WHAT YOU ARE ASKED TO DO:
Only the lines starting at the one that contains "point: sky -- one" and running to the end should be repeated, exactly as written.

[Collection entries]
----
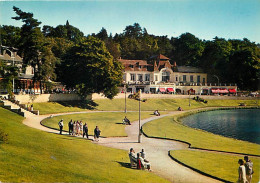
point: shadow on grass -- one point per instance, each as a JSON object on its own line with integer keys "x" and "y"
{"x": 124, "y": 164}
{"x": 83, "y": 104}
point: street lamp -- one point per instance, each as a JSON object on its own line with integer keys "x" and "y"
{"x": 125, "y": 98}
{"x": 139, "y": 134}
{"x": 13, "y": 57}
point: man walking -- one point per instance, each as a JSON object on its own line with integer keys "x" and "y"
{"x": 249, "y": 169}
{"x": 61, "y": 125}
{"x": 85, "y": 130}
{"x": 70, "y": 127}
{"x": 96, "y": 133}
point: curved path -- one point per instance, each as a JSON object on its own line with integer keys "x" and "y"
{"x": 156, "y": 149}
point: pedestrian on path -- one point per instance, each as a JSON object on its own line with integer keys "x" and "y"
{"x": 85, "y": 130}
{"x": 70, "y": 127}
{"x": 61, "y": 125}
{"x": 96, "y": 133}
{"x": 241, "y": 172}
{"x": 249, "y": 169}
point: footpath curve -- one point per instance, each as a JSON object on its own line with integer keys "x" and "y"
{"x": 156, "y": 149}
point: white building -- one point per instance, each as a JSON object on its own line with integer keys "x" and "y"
{"x": 157, "y": 75}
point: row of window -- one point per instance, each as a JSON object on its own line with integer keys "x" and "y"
{"x": 165, "y": 77}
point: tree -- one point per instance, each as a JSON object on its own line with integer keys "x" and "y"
{"x": 93, "y": 69}
{"x": 10, "y": 35}
{"x": 8, "y": 73}
{"x": 188, "y": 50}
{"x": 102, "y": 34}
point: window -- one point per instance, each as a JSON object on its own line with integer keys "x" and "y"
{"x": 198, "y": 79}
{"x": 140, "y": 77}
{"x": 156, "y": 77}
{"x": 147, "y": 77}
{"x": 191, "y": 78}
{"x": 132, "y": 77}
{"x": 184, "y": 78}
{"x": 165, "y": 76}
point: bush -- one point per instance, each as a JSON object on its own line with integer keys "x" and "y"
{"x": 3, "y": 137}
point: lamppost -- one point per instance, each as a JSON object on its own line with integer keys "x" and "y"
{"x": 13, "y": 57}
{"x": 218, "y": 82}
{"x": 125, "y": 98}
{"x": 139, "y": 128}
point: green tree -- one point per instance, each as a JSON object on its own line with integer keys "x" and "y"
{"x": 8, "y": 73}
{"x": 188, "y": 50}
{"x": 10, "y": 35}
{"x": 93, "y": 69}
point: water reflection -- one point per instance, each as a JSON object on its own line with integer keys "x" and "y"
{"x": 241, "y": 124}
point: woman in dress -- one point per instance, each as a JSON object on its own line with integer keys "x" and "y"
{"x": 241, "y": 172}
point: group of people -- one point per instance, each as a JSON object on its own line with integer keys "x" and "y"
{"x": 139, "y": 159}
{"x": 126, "y": 121}
{"x": 245, "y": 170}
{"x": 77, "y": 128}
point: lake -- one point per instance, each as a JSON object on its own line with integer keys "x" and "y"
{"x": 242, "y": 124}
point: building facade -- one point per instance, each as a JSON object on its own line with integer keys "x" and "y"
{"x": 158, "y": 75}
{"x": 24, "y": 83}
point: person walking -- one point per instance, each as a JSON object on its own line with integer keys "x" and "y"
{"x": 96, "y": 133}
{"x": 85, "y": 130}
{"x": 70, "y": 127}
{"x": 81, "y": 127}
{"x": 241, "y": 172}
{"x": 74, "y": 128}
{"x": 249, "y": 169}
{"x": 61, "y": 125}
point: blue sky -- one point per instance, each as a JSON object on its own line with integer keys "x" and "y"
{"x": 230, "y": 19}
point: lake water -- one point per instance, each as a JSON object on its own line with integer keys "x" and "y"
{"x": 242, "y": 124}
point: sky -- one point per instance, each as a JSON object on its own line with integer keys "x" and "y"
{"x": 206, "y": 19}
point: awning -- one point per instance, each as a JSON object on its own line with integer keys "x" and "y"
{"x": 219, "y": 90}
{"x": 162, "y": 89}
{"x": 170, "y": 89}
{"x": 232, "y": 90}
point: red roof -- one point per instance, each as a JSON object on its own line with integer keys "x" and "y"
{"x": 170, "y": 89}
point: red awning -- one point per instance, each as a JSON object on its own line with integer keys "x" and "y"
{"x": 162, "y": 89}
{"x": 170, "y": 89}
{"x": 232, "y": 90}
{"x": 219, "y": 90}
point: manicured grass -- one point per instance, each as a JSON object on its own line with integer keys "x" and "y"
{"x": 168, "y": 128}
{"x": 132, "y": 105}
{"x": 110, "y": 123}
{"x": 220, "y": 165}
{"x": 35, "y": 156}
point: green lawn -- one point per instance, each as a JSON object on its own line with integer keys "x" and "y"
{"x": 132, "y": 105}
{"x": 110, "y": 123}
{"x": 220, "y": 165}
{"x": 35, "y": 156}
{"x": 169, "y": 128}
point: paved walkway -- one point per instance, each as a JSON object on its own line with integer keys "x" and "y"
{"x": 156, "y": 149}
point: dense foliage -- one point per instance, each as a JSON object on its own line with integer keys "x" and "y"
{"x": 233, "y": 61}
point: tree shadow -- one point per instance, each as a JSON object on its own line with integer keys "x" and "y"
{"x": 124, "y": 164}
{"x": 83, "y": 104}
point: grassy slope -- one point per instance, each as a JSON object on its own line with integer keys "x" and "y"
----
WRITTEN ANSWER:
point: sky -- one point per instance, each as a JSON object on its own line with integer keys "x" and "y"
{"x": 206, "y": 19}
point: awning -- one point per instance, each as a JSON object on its own line with integer keys "x" and "y"
{"x": 219, "y": 90}
{"x": 162, "y": 89}
{"x": 170, "y": 89}
{"x": 232, "y": 90}
point: red roof -- one point per instance, each as a JSON object on its own line with integer keys "x" and "y"
{"x": 170, "y": 89}
point: red awning -- one point per instance, each as a JSON object on its own line with integer keys "x" and "y"
{"x": 162, "y": 89}
{"x": 170, "y": 89}
{"x": 232, "y": 90}
{"x": 219, "y": 90}
point: manicured grass -- one point per instance, each as a JSON object on its own line with integer keys "x" and "y"
{"x": 168, "y": 128}
{"x": 132, "y": 105}
{"x": 110, "y": 123}
{"x": 220, "y": 165}
{"x": 35, "y": 156}
point: green lawn -- one point per instance, each as a JSON object on its own line with integer keys "x" and "y"
{"x": 132, "y": 105}
{"x": 110, "y": 123}
{"x": 220, "y": 165}
{"x": 35, "y": 156}
{"x": 169, "y": 128}
point: paved walkway -- one point per instance, each as a JSON object on its own line with integer keys "x" and "y"
{"x": 156, "y": 149}
point: dense foliage -- one point per instance, each as a JSON object on its own line with integer keys "x" and "y"
{"x": 233, "y": 61}
point: tree shadow -- one point per instance, each as a JSON object on its own line with integer keys "x" and "y"
{"x": 124, "y": 164}
{"x": 83, "y": 104}
point: grassy slope -- one point per instance, each as a JSON object on its own line with integer keys "x" and "y"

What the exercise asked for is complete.